Records to process below:

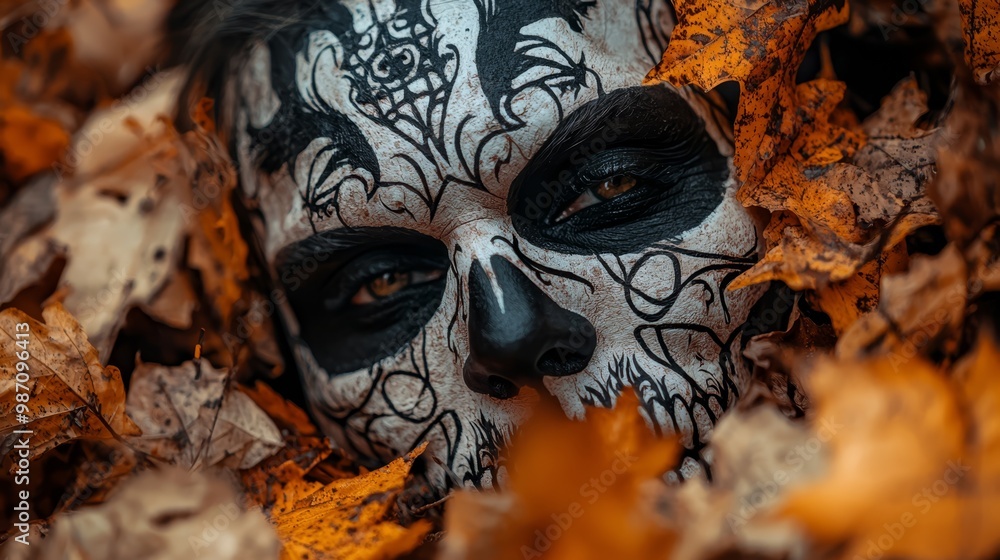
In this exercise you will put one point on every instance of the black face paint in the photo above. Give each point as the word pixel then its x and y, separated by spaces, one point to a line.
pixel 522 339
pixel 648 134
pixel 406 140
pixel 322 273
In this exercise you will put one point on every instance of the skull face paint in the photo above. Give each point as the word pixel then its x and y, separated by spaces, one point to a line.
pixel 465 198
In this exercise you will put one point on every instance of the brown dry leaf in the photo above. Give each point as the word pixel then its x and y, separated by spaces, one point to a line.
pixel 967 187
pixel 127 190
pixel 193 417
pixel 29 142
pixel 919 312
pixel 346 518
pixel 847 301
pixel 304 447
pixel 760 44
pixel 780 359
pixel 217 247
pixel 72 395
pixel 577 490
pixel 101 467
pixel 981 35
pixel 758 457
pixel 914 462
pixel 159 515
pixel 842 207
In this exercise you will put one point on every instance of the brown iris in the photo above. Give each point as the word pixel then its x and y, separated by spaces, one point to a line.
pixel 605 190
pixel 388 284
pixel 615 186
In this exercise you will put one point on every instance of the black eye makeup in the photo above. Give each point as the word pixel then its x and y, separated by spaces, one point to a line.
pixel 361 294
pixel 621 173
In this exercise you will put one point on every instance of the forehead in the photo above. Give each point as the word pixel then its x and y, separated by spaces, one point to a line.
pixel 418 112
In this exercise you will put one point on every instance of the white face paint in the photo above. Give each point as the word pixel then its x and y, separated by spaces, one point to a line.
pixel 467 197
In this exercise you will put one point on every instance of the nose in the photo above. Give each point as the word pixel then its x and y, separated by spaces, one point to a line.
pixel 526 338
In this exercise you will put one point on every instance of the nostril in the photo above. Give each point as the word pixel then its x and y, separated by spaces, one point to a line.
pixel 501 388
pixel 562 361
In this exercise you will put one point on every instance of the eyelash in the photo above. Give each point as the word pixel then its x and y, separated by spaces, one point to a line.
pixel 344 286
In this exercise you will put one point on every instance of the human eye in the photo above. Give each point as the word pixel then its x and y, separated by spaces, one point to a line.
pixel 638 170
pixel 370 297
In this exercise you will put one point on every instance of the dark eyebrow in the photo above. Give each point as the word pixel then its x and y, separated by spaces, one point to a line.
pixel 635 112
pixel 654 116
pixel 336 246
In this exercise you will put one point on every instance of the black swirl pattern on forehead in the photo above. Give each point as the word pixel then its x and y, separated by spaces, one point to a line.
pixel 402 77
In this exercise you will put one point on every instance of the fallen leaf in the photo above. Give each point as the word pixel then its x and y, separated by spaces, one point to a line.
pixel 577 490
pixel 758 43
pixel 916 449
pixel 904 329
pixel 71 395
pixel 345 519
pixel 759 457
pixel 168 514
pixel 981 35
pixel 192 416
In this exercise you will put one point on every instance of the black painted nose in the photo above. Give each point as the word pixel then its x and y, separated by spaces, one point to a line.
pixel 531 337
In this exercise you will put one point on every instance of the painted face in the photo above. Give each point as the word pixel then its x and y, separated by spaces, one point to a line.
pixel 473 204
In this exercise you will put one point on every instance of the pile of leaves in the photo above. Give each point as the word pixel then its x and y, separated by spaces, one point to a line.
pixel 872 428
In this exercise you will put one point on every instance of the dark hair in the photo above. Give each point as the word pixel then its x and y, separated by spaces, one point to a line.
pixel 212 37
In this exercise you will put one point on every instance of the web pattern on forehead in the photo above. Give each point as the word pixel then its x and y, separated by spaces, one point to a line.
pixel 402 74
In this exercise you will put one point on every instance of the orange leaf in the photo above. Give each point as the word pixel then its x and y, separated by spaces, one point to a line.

End of Records to process.
Records to process below:

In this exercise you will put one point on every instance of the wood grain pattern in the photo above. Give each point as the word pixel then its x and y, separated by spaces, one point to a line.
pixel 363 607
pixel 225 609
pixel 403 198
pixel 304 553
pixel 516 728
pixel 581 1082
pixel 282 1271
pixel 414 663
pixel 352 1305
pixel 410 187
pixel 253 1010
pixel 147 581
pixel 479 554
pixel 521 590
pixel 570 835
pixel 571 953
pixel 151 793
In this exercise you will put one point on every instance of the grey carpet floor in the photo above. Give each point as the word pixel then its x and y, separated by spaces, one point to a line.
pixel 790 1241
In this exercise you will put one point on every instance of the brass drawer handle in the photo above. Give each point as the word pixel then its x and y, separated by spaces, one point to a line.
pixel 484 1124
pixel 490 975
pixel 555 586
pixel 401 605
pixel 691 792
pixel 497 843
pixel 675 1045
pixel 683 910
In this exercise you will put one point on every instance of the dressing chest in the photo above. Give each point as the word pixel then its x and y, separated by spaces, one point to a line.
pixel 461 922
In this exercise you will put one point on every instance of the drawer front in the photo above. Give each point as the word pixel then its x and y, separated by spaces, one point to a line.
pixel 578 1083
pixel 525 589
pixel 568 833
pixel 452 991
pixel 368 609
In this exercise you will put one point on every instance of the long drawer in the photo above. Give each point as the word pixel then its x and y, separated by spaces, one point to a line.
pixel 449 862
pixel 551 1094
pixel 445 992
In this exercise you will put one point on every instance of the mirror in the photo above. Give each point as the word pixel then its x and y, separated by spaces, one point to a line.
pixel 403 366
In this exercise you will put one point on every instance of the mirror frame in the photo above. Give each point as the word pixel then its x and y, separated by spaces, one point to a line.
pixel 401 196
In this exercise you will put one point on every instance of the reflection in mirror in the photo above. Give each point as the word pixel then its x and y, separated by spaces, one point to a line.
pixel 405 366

End of Records to process.
Records to process below:

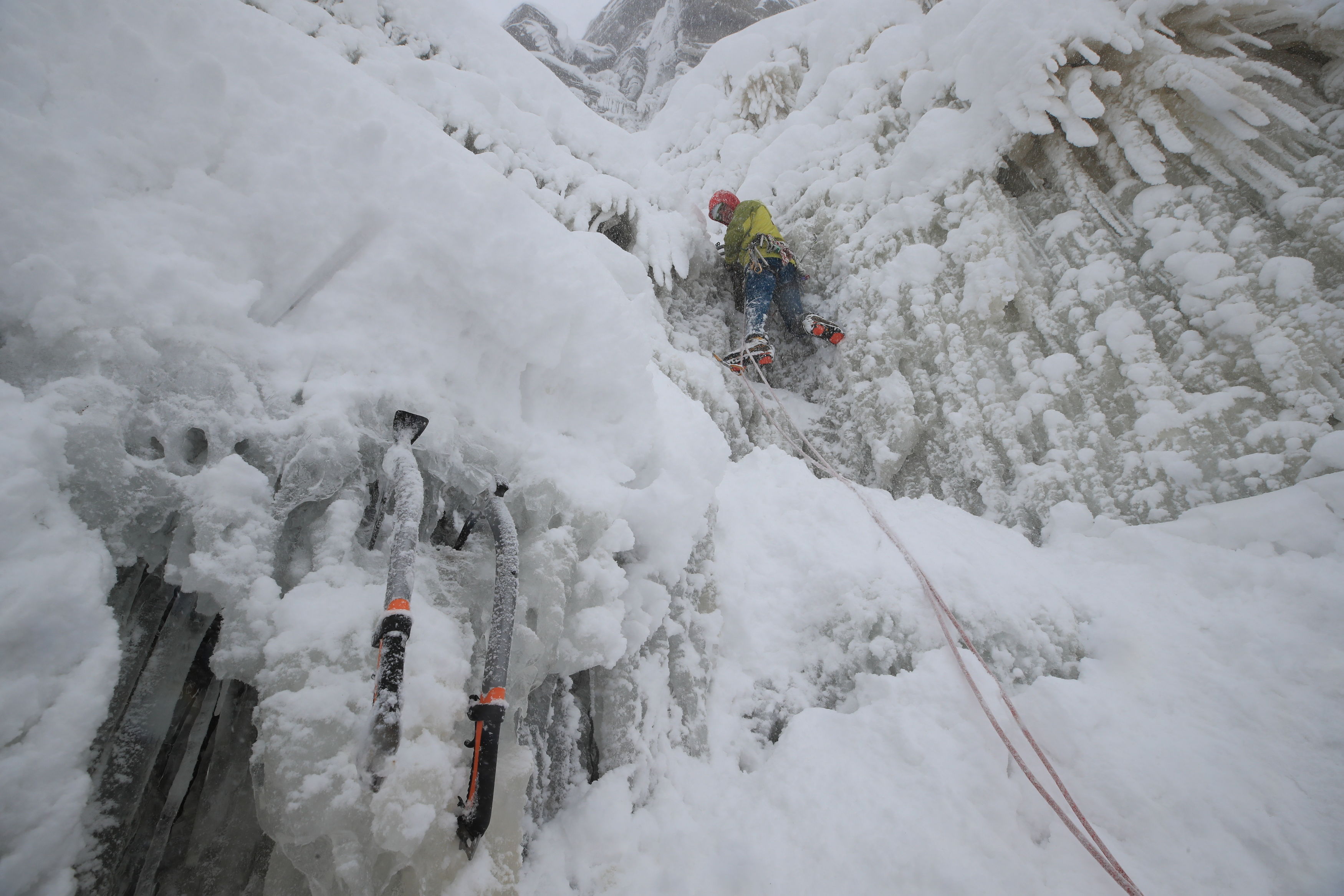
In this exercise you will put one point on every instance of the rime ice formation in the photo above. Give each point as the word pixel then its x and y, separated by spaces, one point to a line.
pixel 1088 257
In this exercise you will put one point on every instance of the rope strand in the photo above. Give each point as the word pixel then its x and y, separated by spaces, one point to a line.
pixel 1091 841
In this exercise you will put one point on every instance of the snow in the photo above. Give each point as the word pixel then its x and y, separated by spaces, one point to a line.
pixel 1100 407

End of Records to process.

● **Task prompt**
Your task is to transcribe, with no changes, only the lines of the listing above that lie between the line holding "of the fallen" and the line holding "of the orange", inclusive.

● **The answer**
In this exercise you will put one point on every instance of the fallen leaf in the photo above. Give each point as the word pixel then its x and y, separated by spaces, one point to a line.
pixel 577 490
pixel 758 43
pixel 916 449
pixel 904 329
pixel 71 395
pixel 345 519
pixel 759 457
pixel 168 514
pixel 981 35
pixel 192 416
In this exercise you will put one point on every instance of the black painted nose in the photo above. Give each point as the word pixel then its x and y, separated by spaces, one point to a line.
pixel 531 337
In this exercise you will put one point on every instance of the painted face in the photo above. Give each point as the word pixel then its x and y, separated by spaces, one point to a line.
pixel 473 204
In this exercise you will put one point on every instance of the pile of leaves in the photo above. Give each point as the word pixel then its x and y, separated by spaces, one point to a line.
pixel 872 428
In this exercise you will put one point on every instance of the dark hair in the photo above. Give each point as the word pixel then its x and y, separated by spaces, one point to a line.
pixel 212 37
In this exercise you will put one point on every instance of the web pattern on forehead in the photo above. Give each point as the word pixel then its x and y, separated by spaces, one point to a line.
pixel 402 74
In this exercise you will put one point on every instance of the orange leaf in the photo above. Give each point as the word pixel then its x and y, separated by spaces, one point to a line.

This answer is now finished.